WHAT IS REQUIRED: Extend the text below on a model of vegetation dynamics in tidal salt marshes, picking up right after its final sentence.

DOCUMENT SEGMENT:
Species competition and dispersal drive vegetation dynamics in tidal salt marshes

Salt marshes are among the most common morphological features found in tidal landscapes and provide ecosystem services of utmost importance.

The ability of salt marshes to counteract changes in external forcings depends on the complex dynamic interactions between physical and biological processes. In particular, salt-marsh evolution, both in the horizontal and vertical directions, is critically affected by the presence of halophytic vegetation that colonizes the marsh platform.

Despite their importance, however, modeling vegetation dynamics in intertidal marshes remains a major challenge both at the theoretical and practical/numerical levels. Improving our current understandings of the mechanisms driving halophytes zonation is of critical importance to enhance projections of salt-marsh response to changes in climate and relative sea level.

Here we present a new bi-dimensional, spatially explicit ecological model aimed to simulate the spatial dynamics of halophytic vegetation in tidal saline wetlands. Vegetation dynamics are treated differently compared to previous models, which employed relatively simple deterministic or probabilistic mechanisms, dictated only by the ability of different species to adapt to different topographic elevations. In our model, in contrast, spatial vegetation dynamics depend not only on the local habitat quality but also on spatially explicit mechanisms of dispersal and competition among multiple, potentially interacting species. The temporal evolution of vegetation biomass at each site depends on death and colonization processes, both local and resulting from dispersal. These processes are modulated for each species by the habitat quality of the considered site.

DATA TO EXAMINE:
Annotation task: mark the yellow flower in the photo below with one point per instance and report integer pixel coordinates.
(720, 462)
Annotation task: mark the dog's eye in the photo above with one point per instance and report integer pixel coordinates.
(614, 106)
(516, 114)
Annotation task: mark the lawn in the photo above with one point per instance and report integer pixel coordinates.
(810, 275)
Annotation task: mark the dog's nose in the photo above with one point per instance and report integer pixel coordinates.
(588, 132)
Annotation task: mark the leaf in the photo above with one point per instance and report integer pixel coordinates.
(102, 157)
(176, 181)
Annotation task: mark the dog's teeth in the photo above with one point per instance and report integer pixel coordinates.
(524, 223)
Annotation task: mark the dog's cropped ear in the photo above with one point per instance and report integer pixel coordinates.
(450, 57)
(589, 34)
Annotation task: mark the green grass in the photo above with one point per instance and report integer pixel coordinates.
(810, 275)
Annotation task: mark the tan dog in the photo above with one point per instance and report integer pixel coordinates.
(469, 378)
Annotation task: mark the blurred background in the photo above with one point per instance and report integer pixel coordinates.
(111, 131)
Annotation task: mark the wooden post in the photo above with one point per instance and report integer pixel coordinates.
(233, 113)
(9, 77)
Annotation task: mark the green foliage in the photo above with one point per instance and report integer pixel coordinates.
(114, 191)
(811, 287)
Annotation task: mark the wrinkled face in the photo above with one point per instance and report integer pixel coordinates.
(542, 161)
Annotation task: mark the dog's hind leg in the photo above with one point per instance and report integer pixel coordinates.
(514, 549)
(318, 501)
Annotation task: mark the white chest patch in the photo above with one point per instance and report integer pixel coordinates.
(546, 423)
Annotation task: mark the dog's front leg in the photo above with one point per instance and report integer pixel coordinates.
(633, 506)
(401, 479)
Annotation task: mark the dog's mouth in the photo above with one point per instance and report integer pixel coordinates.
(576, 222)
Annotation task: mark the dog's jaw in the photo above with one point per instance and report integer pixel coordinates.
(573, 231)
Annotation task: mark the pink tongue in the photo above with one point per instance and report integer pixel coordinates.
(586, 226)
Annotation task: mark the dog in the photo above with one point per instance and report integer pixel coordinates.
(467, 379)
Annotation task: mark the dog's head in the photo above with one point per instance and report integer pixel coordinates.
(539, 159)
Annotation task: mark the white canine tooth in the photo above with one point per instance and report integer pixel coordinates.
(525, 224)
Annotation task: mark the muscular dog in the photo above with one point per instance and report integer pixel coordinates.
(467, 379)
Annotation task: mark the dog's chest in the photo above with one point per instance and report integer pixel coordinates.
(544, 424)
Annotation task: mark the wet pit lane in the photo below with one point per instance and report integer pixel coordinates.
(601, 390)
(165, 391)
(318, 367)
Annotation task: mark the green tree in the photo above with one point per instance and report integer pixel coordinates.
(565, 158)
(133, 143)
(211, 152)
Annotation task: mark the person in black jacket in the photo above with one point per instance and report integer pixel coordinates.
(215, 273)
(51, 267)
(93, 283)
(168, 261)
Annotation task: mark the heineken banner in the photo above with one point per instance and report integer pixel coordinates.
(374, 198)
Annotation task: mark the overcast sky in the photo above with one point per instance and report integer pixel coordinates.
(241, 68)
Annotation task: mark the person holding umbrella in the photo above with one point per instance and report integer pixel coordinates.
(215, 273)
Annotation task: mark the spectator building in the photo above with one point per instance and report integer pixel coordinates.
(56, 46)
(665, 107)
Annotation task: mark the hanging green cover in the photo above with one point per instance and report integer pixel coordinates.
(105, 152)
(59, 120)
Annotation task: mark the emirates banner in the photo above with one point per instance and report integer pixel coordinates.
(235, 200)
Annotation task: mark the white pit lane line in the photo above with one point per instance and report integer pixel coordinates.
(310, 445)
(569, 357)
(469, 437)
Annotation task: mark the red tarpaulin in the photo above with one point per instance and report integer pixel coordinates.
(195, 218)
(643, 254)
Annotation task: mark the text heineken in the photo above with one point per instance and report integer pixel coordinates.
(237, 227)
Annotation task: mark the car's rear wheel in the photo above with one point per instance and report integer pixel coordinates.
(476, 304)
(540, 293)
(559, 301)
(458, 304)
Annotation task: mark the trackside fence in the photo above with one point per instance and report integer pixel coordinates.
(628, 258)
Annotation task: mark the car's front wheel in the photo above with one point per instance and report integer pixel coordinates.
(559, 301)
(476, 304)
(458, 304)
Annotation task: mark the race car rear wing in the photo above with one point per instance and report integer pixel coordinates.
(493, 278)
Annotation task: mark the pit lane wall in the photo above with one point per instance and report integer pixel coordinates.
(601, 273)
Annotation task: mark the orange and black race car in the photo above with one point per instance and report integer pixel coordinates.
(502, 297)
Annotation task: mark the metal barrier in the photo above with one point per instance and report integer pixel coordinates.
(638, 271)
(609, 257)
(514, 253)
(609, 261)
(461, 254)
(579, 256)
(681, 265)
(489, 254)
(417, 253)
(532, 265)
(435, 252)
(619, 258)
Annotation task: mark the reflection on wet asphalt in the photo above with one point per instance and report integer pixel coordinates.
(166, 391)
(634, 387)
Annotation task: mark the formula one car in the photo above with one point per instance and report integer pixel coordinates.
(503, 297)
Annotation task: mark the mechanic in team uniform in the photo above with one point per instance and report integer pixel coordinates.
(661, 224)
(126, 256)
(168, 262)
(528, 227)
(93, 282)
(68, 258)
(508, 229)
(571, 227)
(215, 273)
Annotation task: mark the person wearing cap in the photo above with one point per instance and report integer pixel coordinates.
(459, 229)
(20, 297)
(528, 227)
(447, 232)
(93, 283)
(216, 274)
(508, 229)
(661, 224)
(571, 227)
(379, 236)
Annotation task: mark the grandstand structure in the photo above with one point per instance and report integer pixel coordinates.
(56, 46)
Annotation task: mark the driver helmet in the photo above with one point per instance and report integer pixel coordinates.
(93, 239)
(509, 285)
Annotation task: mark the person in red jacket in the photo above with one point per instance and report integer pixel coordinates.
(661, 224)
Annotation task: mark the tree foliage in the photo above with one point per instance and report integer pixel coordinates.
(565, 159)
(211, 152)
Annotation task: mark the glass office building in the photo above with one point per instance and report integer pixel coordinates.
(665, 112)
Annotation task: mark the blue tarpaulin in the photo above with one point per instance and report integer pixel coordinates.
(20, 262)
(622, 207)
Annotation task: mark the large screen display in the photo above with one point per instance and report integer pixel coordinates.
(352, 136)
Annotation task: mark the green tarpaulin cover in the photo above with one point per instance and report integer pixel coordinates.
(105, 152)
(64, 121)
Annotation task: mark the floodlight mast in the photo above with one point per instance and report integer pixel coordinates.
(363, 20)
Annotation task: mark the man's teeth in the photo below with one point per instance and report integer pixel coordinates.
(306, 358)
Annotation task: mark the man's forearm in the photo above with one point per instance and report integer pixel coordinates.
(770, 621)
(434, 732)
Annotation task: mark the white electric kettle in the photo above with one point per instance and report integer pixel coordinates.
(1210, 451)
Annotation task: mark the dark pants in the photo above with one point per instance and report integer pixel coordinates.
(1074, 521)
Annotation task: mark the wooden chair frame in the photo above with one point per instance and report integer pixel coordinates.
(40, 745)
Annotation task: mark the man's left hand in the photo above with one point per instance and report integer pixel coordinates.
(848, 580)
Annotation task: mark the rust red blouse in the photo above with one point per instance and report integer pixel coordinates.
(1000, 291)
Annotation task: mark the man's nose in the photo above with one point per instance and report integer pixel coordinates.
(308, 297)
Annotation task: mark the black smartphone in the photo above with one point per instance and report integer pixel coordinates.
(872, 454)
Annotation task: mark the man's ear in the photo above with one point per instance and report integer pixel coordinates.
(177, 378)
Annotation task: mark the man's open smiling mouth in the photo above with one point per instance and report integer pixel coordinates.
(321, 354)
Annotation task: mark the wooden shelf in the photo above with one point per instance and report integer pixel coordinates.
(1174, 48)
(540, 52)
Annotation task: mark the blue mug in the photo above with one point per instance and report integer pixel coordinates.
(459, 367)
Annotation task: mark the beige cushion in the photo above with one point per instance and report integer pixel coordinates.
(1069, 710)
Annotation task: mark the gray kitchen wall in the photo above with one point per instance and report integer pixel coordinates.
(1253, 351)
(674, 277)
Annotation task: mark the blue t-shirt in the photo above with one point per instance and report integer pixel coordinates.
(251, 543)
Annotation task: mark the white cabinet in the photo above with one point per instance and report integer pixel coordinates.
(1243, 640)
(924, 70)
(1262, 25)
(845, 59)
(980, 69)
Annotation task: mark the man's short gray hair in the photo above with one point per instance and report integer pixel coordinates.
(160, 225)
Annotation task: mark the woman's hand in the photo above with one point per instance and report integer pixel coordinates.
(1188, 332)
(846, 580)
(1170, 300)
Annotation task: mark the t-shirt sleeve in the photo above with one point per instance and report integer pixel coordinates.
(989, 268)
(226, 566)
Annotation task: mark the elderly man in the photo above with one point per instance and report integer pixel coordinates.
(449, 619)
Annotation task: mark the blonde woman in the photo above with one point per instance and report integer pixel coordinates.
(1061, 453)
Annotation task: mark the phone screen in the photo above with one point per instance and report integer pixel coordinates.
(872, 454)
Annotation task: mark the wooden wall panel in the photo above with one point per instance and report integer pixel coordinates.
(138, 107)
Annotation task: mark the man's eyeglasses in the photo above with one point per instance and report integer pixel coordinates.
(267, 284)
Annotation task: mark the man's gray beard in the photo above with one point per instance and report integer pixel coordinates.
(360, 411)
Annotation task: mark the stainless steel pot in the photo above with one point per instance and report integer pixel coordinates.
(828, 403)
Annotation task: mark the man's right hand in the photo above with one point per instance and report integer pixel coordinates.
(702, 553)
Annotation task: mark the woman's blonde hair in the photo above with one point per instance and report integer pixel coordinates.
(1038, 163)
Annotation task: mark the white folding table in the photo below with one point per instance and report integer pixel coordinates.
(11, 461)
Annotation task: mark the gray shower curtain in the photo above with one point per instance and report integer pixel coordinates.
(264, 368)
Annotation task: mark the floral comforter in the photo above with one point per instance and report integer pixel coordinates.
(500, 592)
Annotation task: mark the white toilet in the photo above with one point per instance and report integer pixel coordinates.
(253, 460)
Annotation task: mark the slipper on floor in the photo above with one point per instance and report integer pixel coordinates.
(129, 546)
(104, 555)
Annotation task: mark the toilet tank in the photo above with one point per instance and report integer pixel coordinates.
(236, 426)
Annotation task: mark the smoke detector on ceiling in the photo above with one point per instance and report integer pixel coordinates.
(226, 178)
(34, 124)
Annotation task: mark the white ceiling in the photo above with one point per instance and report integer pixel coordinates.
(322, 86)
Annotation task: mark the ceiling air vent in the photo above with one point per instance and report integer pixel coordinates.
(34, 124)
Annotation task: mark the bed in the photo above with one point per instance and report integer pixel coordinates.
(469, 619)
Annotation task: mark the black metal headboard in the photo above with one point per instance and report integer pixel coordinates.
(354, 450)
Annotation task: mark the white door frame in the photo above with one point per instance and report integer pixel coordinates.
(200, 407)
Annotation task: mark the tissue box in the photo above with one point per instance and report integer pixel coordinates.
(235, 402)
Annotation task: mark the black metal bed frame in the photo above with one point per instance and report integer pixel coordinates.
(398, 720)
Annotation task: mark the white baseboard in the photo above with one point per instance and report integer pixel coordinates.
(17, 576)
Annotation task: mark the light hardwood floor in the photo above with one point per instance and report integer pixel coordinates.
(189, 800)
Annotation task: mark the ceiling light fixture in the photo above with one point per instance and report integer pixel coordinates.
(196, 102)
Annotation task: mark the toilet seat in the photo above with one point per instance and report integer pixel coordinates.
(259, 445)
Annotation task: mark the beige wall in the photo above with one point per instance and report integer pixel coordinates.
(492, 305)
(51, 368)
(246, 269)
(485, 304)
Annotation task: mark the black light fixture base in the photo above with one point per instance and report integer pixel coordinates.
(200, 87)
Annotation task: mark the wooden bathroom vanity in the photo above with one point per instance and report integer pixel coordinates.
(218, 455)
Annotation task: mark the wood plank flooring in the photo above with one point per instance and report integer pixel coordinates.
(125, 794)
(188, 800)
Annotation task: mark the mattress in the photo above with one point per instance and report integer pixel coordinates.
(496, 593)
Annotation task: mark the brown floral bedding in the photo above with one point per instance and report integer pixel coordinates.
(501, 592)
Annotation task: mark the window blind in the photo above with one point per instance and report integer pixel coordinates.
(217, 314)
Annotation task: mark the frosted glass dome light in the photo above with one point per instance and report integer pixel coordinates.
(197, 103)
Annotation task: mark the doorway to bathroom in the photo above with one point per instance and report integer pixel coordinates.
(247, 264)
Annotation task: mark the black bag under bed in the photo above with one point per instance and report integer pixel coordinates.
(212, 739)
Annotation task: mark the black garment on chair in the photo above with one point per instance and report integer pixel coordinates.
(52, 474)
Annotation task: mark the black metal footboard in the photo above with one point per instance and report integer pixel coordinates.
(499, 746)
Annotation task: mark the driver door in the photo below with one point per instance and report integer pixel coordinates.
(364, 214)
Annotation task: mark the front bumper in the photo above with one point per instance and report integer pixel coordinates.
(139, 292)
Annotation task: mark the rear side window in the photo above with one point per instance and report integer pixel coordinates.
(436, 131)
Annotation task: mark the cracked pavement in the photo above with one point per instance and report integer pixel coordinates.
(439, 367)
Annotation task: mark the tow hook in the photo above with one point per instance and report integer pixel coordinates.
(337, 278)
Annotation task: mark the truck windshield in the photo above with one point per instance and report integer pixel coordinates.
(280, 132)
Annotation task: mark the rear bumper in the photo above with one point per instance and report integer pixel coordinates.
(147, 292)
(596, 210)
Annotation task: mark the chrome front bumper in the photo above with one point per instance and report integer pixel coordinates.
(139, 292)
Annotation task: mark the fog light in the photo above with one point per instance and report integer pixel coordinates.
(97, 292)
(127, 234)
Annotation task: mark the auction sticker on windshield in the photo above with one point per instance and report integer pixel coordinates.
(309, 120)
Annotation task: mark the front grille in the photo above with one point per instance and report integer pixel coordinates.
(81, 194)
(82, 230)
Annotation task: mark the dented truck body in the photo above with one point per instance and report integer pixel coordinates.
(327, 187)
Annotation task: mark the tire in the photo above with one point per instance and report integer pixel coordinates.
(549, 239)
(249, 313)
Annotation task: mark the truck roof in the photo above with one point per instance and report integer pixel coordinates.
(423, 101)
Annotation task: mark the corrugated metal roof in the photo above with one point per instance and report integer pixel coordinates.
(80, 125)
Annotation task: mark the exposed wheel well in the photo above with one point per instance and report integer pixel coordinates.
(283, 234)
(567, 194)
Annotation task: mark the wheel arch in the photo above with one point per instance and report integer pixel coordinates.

WRITTEN REPLY:
Results indicate that our model can predict realistic diversity and species-richness patterns. More importantly, the model is also able to effectively reproduce the outcome of classical ecological experiments, in which a species is transplanted to an area outside its optimal niche. A direct comparison clearly shows how previous models not accounting for dispersal and interspecific competitions are unable to reproduce such dynamics.

Coupled with a hydro- and morphodynamic module, our model can contribute to improving our ability to model salt marsh evolution numerically and allow for cost-effective ecological community-level studies, providing useful insights on the ecomorphodynamics of marsh landscapes that are of interest to the community of coastal scientists and managers as a whole.